**Zu lesender Auszug:**
────────────────
# DSDS-Panne: Keine Entschädigung bei Prepaid



## Aka-Aka (9 April 2011)

Medienbericht: DSDS: Viele bekommen keine Entschädigung - Aus aller Welt - Aktuelle Nachrichten zum Thema Boulevard, TV, Prominente, Musik. - Augsburger Allgemeine



> Dabei hatte RTL versprochen, allen Anrufern der 5. Mottoshow von DSDS,  die einen Einzelverbindungsnachweis präsentieren können, ihr Geld für  nicht gezählte Anrufe wieder zurückzugeben. "Zuschauern, die von einem  Prepaidhandy aus anriefen, ist ein solcher Nachweis nicht möglich",  erklärte ein Sprecher eines der Unternehmen, die für das Telefonvoting  zuständig sind, gegenüber dem Nachrichtenmagazin Focus.
────────────────
**Daten zur Aufgabe:**
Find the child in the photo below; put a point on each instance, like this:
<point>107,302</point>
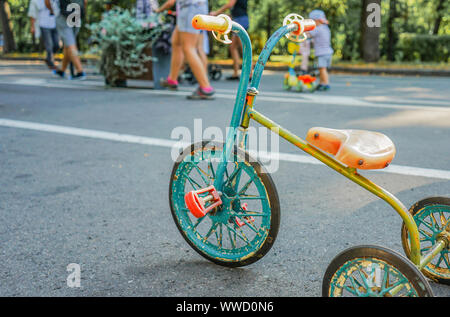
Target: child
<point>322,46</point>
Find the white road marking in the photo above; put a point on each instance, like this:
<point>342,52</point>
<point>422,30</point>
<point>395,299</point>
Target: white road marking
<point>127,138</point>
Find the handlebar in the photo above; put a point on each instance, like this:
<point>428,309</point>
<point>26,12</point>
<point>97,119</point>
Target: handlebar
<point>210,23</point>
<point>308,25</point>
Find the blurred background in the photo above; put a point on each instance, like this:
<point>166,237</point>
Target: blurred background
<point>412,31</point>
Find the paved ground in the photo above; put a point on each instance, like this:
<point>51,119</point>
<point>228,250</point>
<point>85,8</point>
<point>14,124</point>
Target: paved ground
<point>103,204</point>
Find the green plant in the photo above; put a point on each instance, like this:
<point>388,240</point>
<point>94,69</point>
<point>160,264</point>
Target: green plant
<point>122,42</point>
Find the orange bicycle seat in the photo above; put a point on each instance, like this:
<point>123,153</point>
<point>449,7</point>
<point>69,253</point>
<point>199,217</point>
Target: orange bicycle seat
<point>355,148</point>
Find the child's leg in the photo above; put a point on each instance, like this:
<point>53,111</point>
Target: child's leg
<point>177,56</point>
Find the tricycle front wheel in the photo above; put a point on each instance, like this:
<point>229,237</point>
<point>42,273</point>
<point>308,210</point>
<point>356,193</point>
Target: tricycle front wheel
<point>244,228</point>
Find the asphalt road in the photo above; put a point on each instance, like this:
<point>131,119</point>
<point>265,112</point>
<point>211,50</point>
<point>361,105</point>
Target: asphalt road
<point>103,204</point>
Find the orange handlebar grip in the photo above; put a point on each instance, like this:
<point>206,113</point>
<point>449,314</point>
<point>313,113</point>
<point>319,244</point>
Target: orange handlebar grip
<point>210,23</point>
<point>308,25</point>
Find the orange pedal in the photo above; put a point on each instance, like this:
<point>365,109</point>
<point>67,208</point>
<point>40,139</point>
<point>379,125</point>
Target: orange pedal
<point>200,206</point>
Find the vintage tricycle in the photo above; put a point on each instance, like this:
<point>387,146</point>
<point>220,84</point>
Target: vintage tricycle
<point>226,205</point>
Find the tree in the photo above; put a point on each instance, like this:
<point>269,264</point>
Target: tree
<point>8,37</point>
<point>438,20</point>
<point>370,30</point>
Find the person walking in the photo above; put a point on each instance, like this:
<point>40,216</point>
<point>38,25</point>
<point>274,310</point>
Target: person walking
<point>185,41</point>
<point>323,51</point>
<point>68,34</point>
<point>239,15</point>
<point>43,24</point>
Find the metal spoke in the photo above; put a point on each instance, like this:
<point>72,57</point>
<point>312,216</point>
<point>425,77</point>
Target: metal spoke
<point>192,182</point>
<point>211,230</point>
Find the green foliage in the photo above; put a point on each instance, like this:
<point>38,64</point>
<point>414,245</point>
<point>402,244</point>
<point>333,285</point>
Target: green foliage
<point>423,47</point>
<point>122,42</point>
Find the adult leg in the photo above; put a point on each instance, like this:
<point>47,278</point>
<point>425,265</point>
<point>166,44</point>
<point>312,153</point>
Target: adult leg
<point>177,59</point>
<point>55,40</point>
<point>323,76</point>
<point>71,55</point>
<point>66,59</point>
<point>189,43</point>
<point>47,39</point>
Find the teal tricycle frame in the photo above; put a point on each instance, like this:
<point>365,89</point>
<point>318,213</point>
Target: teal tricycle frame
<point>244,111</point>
────────────────
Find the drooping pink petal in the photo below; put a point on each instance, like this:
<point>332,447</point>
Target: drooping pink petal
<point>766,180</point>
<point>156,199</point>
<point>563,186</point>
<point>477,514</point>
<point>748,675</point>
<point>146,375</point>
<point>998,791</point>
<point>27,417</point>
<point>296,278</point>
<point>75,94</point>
────────────────
**Zu erledigende Aufgaben:**
**a.** Beantworten Sie zum Beitrag über die DSDS-Panne folgende Fragen:
(i) Unter welchem Datum ist der Beitrag von Aka-Aka verzeichnet?
(ii) Welche Zeitung wird beim verlinkten Medienbericht genannt?
(iii) Gegenüber welchem Nachrichtenmagazin äußerte sich der Sprecher?
**b.** Ändern Sie in der Auflistung die Zeilen, beginnend mit der Zeile, die „Find the child in“ enthält, bis einschließlich der Zeile, die „<point>127,138</point>“ enthält, indem Sie „white road marking“ durch „painted lane line“ ersetzen. Geben Sie nur diese Zeilen ansonsten unverändert wieder und lassen Sie die Bilder dabei weg.

**Lösungen der Aufgaben:**
**a.**
(i) 9 April 2011
(ii) Augsburger Allgemeine
(iii) Focus

**b.**
Find the child in the photo below; put a point on each instance, like this:
<point>107,302</point>
Target: child
<point>322,46</point>
Find the painted lane line in the photo above; put a point on each instance, like this:
<point>342,52</point>
<point>422,30</point>
<point>395,299</point>
Target: painted lane line
<point>127,138</point>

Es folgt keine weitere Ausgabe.